# start of Rows
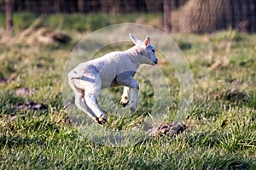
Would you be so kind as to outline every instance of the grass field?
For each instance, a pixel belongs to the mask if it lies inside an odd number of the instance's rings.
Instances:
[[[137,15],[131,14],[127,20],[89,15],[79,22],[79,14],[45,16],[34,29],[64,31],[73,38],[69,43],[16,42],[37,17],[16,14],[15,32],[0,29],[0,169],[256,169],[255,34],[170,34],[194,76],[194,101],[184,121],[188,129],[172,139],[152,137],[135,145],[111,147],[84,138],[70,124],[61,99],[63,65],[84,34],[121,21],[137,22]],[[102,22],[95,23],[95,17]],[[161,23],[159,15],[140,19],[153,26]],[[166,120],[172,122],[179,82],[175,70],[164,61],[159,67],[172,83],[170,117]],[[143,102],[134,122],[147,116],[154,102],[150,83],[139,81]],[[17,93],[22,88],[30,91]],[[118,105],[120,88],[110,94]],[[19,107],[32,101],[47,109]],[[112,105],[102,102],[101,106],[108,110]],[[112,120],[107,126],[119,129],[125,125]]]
# end of Rows
# start of Rows
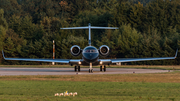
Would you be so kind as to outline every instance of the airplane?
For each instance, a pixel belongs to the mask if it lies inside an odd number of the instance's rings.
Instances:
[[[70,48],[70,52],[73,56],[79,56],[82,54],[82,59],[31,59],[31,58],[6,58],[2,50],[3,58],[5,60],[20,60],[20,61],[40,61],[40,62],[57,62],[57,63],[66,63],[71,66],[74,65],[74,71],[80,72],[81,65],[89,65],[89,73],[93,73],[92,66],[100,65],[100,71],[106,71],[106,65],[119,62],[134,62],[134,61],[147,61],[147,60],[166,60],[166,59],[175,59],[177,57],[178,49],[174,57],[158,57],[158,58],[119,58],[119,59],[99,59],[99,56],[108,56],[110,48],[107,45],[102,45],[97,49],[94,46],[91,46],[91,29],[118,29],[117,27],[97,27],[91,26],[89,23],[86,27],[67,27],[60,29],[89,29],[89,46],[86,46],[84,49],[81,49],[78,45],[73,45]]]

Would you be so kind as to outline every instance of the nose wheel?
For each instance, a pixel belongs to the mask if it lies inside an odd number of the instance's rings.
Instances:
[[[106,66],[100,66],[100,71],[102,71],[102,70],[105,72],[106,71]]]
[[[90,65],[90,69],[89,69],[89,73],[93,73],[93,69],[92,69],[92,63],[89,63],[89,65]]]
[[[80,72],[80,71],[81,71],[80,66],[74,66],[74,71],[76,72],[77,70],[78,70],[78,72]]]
# end of Rows
# start of Rows
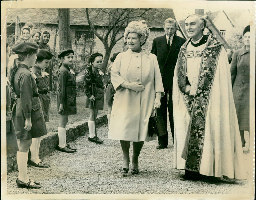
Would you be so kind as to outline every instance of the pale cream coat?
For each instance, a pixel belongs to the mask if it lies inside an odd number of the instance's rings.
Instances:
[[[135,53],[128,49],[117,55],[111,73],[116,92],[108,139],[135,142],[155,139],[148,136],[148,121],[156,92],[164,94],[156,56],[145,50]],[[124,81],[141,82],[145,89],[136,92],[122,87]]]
# end of Rows
## Exercise brief
Tally the lines of the material above that contain the word "kind". Reply with the number alone.

## The output
4